■ **Text excerpt**:
━━━

To be honest, I went a little too fast. But I do want to say...
This book has the best hook I've ever read.
It's about an old dog - and if you have a dog, you're probably going to experience the same. Within the first eight pages, I had tears in my eyes. Matt looked at me, looked at the book, and then shook his head. I actually had to put the book aside, take a few breaths, and calm down.
The next chapter was better. And because of that intense emotional connection, I was sunk. I had to know what was going to happen. I cared about the characters and I hated those that wronged them with palpable fury. It didn't hurt that the narrator (Enzo the dog) peppered the narrative with soul-piercing tru-isms that ring especially true with my experience from the last few years.
Here are a few that made me stop and mark the corner (because I do that. Only in books I own, I promise.)
"Such a simple concept, yet so true: that which we manifest is before us; we are the creators of our own destiny. Be it through intention or ignorance, our successes and our failures have been brought on by none other than ourselves."
"These are the things that only dogs and women understand because we tap into pain directly, we connect to pain directly from its source, and so it is at once brilliant and brutal and clear, like white-hot metal spraying out of a fire hose, we can appreciate the aesthetic while taking the worst of it straight in the face. Men, on the other hand, are all filters and deflectors and time release. For men, it's like athlete's foot: spray a special spray on it, they say, and it goes away. They have no idea that the manifestation of their affliction - the fungus between their hairy toes - is merely a symptom, an indication of a systemic problem."
""Inside each of us resides the truth," I began, "the absolute truth. But sometimes the truth is hidden in a hall of mirrors. Sometimes we are viewing a facsimile, a distortion. I am reminded of the climactic scene of a James Bond film, The Man with the Golden Gun. James bond escaped his hall of mirrors by breaking the glass, shattering the illusions, until only the true villain stood before him. We, too, must shatter the mirrors. We must look into ourselves and root out the distortions until that thing which we know in our hearts is perfect and true, stands before us. Only then will justice be served.""

━━━

■ **Exercises**:
A – Reproduce the part of the book review that runs from "To be honest, I" up to and including "last few years.", without changing any words.
B – According to the book review, who narrates the book?

■ **Study material**:

━━━

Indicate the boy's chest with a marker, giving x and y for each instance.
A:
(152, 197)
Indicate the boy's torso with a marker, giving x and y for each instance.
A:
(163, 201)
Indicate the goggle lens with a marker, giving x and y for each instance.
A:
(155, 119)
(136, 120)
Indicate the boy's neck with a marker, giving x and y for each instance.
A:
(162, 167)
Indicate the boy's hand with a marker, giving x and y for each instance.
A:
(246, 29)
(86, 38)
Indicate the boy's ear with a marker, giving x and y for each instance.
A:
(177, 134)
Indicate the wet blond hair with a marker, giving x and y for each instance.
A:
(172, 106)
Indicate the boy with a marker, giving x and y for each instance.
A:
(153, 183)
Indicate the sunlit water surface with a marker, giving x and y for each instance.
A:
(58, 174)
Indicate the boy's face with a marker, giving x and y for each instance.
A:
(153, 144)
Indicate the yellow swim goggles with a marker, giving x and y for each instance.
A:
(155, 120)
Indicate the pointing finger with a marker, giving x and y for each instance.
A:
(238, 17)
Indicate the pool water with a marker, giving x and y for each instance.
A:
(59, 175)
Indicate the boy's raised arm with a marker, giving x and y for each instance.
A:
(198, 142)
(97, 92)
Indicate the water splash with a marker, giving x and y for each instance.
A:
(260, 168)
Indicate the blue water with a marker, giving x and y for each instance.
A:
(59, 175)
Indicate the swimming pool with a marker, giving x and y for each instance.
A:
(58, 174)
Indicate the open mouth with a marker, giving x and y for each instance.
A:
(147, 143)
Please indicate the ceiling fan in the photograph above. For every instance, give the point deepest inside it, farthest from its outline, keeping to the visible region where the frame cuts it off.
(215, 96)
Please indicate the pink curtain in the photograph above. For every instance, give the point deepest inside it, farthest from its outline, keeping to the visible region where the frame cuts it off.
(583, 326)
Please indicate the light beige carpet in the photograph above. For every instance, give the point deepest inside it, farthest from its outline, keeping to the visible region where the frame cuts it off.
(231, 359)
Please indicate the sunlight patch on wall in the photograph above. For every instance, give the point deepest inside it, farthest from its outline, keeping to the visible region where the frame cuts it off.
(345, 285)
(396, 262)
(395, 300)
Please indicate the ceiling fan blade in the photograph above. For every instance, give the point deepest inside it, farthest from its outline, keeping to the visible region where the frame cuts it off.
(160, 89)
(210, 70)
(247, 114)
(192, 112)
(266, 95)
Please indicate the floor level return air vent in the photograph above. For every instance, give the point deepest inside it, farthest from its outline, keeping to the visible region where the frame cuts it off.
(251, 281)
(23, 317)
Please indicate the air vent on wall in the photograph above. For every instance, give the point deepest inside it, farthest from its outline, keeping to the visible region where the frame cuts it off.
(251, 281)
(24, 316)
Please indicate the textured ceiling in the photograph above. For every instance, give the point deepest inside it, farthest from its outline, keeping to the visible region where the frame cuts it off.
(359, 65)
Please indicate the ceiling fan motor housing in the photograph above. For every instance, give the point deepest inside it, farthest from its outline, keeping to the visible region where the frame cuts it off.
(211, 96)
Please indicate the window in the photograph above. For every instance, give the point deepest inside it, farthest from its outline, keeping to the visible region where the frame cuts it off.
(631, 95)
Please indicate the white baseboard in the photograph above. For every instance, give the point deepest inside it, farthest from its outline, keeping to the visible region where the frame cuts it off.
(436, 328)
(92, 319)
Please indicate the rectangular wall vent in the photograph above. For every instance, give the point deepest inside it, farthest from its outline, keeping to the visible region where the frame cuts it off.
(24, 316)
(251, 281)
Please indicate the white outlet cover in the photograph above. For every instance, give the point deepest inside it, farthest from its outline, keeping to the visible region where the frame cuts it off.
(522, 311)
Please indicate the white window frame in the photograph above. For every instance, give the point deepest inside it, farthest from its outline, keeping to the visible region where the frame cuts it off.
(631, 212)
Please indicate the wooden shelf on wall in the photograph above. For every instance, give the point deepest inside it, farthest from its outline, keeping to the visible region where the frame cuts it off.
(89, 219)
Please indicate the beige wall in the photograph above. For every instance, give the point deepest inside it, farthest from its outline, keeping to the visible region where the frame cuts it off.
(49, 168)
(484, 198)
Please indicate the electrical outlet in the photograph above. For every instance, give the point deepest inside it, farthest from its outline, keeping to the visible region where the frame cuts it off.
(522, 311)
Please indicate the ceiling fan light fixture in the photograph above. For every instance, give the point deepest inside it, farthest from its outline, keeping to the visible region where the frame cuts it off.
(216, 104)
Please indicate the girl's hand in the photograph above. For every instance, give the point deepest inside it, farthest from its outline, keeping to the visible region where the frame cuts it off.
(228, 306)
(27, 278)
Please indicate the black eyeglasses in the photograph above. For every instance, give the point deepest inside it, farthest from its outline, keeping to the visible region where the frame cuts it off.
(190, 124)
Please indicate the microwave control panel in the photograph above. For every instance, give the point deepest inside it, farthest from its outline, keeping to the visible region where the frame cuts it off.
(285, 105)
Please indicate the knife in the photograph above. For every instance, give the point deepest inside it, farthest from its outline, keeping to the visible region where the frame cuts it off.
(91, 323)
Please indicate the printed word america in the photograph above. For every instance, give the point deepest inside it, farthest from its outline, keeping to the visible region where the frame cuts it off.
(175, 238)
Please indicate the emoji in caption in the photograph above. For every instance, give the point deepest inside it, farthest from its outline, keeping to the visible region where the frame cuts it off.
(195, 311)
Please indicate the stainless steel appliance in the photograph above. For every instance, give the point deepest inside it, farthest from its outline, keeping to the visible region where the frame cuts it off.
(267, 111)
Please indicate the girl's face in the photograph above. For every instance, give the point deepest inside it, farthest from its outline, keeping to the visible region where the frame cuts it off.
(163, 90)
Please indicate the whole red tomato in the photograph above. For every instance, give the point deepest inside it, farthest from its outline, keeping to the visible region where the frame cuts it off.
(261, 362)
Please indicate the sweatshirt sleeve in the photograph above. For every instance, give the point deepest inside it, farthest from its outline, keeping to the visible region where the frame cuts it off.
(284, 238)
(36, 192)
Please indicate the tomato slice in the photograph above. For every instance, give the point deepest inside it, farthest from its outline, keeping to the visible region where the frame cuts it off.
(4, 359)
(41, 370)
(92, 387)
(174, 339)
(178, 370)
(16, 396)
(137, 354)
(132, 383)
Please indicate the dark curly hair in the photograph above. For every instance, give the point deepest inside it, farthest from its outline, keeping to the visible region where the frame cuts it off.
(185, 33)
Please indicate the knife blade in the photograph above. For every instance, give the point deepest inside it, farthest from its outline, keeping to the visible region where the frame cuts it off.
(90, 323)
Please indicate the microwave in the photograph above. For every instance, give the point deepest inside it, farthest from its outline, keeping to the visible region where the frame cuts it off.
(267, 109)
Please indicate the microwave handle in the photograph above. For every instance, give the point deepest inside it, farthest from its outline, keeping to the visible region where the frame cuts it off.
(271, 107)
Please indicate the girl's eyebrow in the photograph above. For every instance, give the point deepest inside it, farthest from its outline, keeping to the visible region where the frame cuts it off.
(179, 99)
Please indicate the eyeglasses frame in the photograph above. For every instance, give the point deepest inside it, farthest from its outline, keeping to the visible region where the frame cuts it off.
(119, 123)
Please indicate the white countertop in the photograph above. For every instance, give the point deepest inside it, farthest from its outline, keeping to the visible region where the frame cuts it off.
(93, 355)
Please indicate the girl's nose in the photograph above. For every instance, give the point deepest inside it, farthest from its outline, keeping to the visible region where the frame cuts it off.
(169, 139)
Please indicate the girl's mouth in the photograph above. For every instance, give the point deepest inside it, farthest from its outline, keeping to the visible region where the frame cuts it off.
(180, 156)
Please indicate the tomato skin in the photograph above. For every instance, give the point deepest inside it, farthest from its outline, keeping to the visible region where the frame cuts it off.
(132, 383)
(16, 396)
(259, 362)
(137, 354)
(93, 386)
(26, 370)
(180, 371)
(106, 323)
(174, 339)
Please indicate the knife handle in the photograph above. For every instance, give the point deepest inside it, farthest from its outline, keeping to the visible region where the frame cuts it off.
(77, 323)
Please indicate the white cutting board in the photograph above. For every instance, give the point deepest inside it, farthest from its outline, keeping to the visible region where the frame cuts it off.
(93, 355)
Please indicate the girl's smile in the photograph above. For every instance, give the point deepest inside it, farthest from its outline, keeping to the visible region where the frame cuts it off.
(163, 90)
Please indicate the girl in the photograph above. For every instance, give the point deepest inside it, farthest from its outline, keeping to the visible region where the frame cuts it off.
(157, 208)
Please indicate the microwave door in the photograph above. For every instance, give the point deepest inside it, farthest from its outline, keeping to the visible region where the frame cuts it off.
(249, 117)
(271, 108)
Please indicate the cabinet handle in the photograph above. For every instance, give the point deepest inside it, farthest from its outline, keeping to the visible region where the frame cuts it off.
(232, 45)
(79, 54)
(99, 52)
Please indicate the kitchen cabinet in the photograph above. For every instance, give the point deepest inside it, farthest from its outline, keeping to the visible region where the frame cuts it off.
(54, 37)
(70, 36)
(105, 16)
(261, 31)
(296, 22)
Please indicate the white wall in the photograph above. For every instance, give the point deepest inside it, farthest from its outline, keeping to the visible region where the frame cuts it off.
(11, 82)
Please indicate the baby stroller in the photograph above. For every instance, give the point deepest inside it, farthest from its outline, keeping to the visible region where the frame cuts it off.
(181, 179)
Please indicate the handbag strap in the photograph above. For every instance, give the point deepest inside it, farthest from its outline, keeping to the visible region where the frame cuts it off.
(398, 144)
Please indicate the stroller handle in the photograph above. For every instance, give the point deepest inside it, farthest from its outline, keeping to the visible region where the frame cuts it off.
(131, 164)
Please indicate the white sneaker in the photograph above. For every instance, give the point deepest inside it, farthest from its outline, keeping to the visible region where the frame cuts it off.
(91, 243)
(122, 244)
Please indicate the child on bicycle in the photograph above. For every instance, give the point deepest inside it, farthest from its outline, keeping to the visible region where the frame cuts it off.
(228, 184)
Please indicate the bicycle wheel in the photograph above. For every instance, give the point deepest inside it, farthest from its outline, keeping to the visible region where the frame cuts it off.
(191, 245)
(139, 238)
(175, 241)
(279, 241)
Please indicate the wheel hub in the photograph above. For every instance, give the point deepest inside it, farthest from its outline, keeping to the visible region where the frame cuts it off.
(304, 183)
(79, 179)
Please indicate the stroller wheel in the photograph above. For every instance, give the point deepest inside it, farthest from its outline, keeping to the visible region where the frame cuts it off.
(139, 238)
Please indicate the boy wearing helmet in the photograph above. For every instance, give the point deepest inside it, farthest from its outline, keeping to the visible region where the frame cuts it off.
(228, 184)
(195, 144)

━━━

■ **Solutions**:
A –
To be honest, I went a little too fast. But I do want to say...
This book has the best hook I've ever read.
It's about an old dog - and if you have a dog, you're probably going to experience the same. Within the first eight pages, I had tears in my eyes. Matt looked at me, looked at the book, and then shook his head. I actually had to put the book aside, take a few breaths, and calm down.
The next chapter was better. And because of that intense emotional connection, I was sunk. I had to know what was going to happen. I cared about the characters and I hated those that wronged them with palpable fury. It didn't hurt that the narrator (Enzo the dog) peppered the narrative with soul-piercing tru-isms that ring especially true with my experience from the last few years.

B – Enzo the dog narrates the book.